> Travail demandé:
(a) D'après la chronique de danse, quel rôle Mlle Schwarz a-t-elle dansé ?
(b) Poursuivez la chronique de danse à partir de sa dernière phrase.

> Extrait choisi:
------------------------------------

6 novembre. Classicisme et exotisme. Une étoile parnassienne : Mlle Schwarz. — Djemil. — Un maître français. — Reprise de « Roméo ».
On a beaucoup dansé à Paris depuis huit jours. Si on voulait passer sa vie, comme nous, à voir danser, on trouverait de quoi satisfaire une telle fringale. Et, comme nous, on serait trop souvent déçu. Il se peut que les quelques feuillets que je détache de mon journal de danse contribuent à guider le lecteur dans ce dédale de manifestations variées, voire contradictoires d’un art qui s’est perdu — ou peu s’en faut — et qui tend passionnément à se reconstituer.
À son tour, Mlle Schwarz a dansé Swanilda. La tête haute, le dos droit, les épaules effacées, elle traverse le rôle sans éclat mais presque sans défaillances. Elle semble répugner à l’audace des tours de force imprévus et elle évite toute surcharge technique. Ses ports de bras sont très noblement dessinés mais peu variés. Sous la mantille du boléro ou le tartan de la gigue, le tracé de son mouvement reste celui de la danse classique : pur, ample, abstrait. On l’accuse de froideur : soit. Mais nous ne saurions dédaigner cette hautaine retenue, cette douce sévérité de sœur converse qui respecte par-dessus tout la règle de l’ordre chorégraphique dont elle a pris l’habit : le blanc tutu, vêtement séraphique.

------------------------------------

> Données enregistrées:

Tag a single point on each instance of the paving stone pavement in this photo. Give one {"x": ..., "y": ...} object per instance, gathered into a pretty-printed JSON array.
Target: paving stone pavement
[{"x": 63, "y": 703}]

------------------------------------

> Réponses par consigne:
(a) Elle a dansé le rôle de Swanilda.

(b)
Considérez la si belle Variation sur un thème slave ; vous y verrez ceci. Sur une note stridente de l’orchestre, l’étoile projette violemment une jambe à la grande deuxième ; avant de retomber, cette jambe reste un long instant en suspens, vibrante, tandis que le corps porte sur la demi-pointe de la jambe d’appui. Je vois Mlle Zambelli enlever ce mouvement brillant ; il serait plus haut, plus soutenu que celui de Mlle Schwarz : sa pointe aurait parcouru une courbe plus vaste et, dardée victorieusement, piquerait dans l’espace. Quant à Mlle Schwarz, au grand jamais elle ne développerait une jambe au-delà de 90 degrés. L’angle obtus lui est un sacrilège. Que choisirons-nous, de l’audace ou de l’abnégation ? Quoi qu’il en soit, les pas de Mlle Schwarz sont impassibles comme les vers de Leconte de Lisle. C’est là une danseuse parnassienne. Quant à la pantomime, Mlle Schwarz s’astreint rigoureusement au vocabulaire traditionnel des gestes. Je crois qu’elle s’emploie, d’ailleurs très noblement, pour une cause jugée. Sans doute le système de danse classique exige, pour le compléter, un langage mimique conventionnel qui exclut le mouvement naturaliste. Seulement ce langage est resté en enfance. Il serait à refaire pour paraître plausible. Aujourd’hui il semble niais.
Voilà donc Swanilda-Schwarz. Y a-t-il des réserves à formuler sur son interprétation ? Oui, mes anciens griefs. Avec la dernière mesure de la musique une variation doit être finie. Point d’orgue à l’orchestre, immobilité sculpturale sur la scène. Plus rien à faire pour assurer l’aplomb. Ça y est ou ça n’y est pas. Eh bien ! ça n’y était pas toujours.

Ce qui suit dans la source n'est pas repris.